- EXTRAIT FOURNI -

· · · · · · ·

Au ministère nous avons cherché à cibler des investissements effectués en dehors des grands centres urbains. Je songe là aux personnes qui vivent la même situation minoritaire sans le soutien institutionnel qui existe dans les grandes villes. Parfois, il y a des malentendus.

Lorsque j'ai parlé tout à l'heure de l'investissement dans l'éducation, l'Université McGill possède une longue histoire et beaucoup d'étudiants la fréquentent à cause de ses anciens qui ont gagné des prix et jouissent d'une renommée mondiale. Son conseil d'administration est un peu comme le bottin mondain du Canada. Les autres universités ne jouissent pas d'une telle renommée. J'ai mentionné l'Université Laurentienne, mais j'aurais pu tout aussi bien mentionner l'Université de Moncton.

Lorsque nous décidons nos investissements, nous cherchons à édifier ces institutions là où elles n'existaient pas auparavant ou manquaient réellement de moyens, et à cibler également au Québec anglophone les régions en dehors de Montréal qui ne bénéficient pas du même type de soutien institutionnel et à maintenir en vie les soutiens institutionnels qui existent déjà. Par exemple, la radio anglophone de la SRC est réellement importante pour les régions. Ce sont là des éléments clés du développement des collectivités anglophones.

N'oubliez pas que le soutien institutionnel dont jouissent les collectivités anglophones depuis plus d'un siècle est nettement supérieur à ce que connaissaient les francophones hors Québec. Ils n'avaient pas d'écoles. À Terre-Neuve, ils n'ont un conseil scolaire que depuis deux ans. Les deux minorités sont à des stades différents.

Le sénateur Fraser: Justement. Les besoins sont différents mais néanmoins réels. Par exemple, parmi vos 18 centres scolaires et communautaires, y en a-t-il au Québec?

Mme Copps: Oui. D'ailleurs, nous pêchons par excès de discrétion. Nous avons effectivement un rôle dans la construction de chacune des écoles anglophones du Québec. Nous les finançons par le biais de nos programmes.

· · · · · · ·

- DÉFI -
Recopiez l'extrait sur le soutien aux minorités depuis « Au ministère nous » jusqu'à « l'Université de Moncton. », en renommant « McGill » en « Concordia ». Les lignes n'ont aucun lien avec l'extrait.

- DONNÉES FOURNIES -
· · · · · · ·

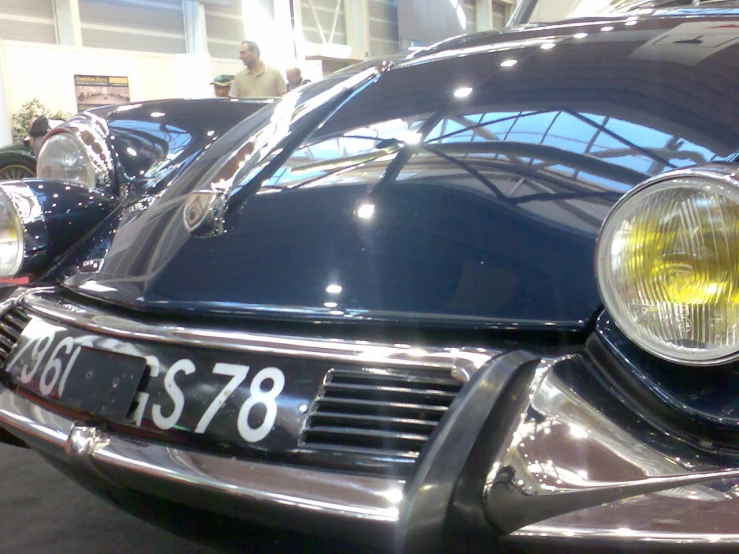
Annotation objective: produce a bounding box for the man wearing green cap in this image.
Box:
[231,40,287,98]
[210,75,233,98]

· · · · · · ·

- RÉSULTAT -
Au ministère nous avons cherché à cibler des investissements effectués en dehors des grands centres urbains. Je songe là aux personnes qui vivent la même situation minoritaire sans le soutien institutionnel qui existe dans les grandes villes. Parfois, il y a des malentendus.

Lorsque j'ai parlé tout à l'heure de l'investissement dans l'éducation, l'Université Concordia possède une longue histoire et beaucoup d'étudiants la fréquentent à cause de ses anciens qui ont gagné des prix et jouissent d'une renommée mondiale. Son conseil d'administration est un peu comme le bottin mondain du Canada. Les autres universités ne jouissent pas d'une telle renommée. J'ai mentionné l'Université Laurentienne, mais j'aurais pu tout aussi bien mentionner l'Université de Moncton.